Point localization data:

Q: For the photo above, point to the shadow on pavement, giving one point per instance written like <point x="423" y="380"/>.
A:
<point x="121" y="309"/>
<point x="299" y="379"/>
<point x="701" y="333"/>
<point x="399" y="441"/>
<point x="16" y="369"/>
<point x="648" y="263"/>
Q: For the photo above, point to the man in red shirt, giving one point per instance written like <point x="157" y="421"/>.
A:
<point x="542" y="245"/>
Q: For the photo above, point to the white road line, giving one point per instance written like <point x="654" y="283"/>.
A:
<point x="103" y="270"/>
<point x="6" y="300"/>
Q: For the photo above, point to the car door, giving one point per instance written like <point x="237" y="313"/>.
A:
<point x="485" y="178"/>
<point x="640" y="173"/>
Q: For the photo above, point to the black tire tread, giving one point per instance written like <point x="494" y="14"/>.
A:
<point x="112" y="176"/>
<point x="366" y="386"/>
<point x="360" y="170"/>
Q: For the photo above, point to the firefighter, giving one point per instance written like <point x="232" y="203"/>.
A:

» **EXERCISE PROMPT**:
Restate the records word for word, keeping every line.

» **TASK RESULT**:
Q: For the photo above, point to the shadow on pavement, giving one point per instance written like <point x="423" y="380"/>.
A:
<point x="121" y="309"/>
<point x="299" y="379"/>
<point x="701" y="333"/>
<point x="399" y="441"/>
<point x="16" y="369"/>
<point x="648" y="263"/>
Q: For the photo above, point to the man in red shirt, giving one point per instance written like <point x="157" y="421"/>.
A:
<point x="542" y="245"/>
Q: For the photo above, point to the white road line, giving one point per instance written like <point x="654" y="283"/>.
A:
<point x="103" y="270"/>
<point x="6" y="300"/>
Q: For the photo above, point to the car door, giving one point per instance written like <point x="237" y="313"/>.
A:
<point x="485" y="178"/>
<point x="640" y="173"/>
Q: For the photo above, point to the black tire tread, giving one point per instance written like <point x="494" y="14"/>.
A:
<point x="112" y="176"/>
<point x="366" y="386"/>
<point x="360" y="170"/>
Q: For the photo above, point to the firefighter, giving one point per instance written like <point x="232" y="203"/>.
A:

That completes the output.